(Referring expression grounding data)
________________________________________

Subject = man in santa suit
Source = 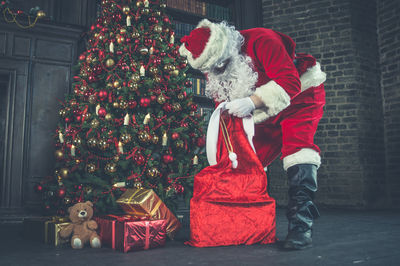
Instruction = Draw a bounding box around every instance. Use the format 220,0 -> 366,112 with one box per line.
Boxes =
179,19 -> 326,250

________________________________________

Exercise description: Copy out every entry above exactly. Leave the pictures out.

Answer to the problem:
Subject = man in santa suit
Source = 
Instruction = Draw a bounding box around every instance. Use the format 220,0 -> 366,112 with one box per line.
Boxes =
179,19 -> 326,250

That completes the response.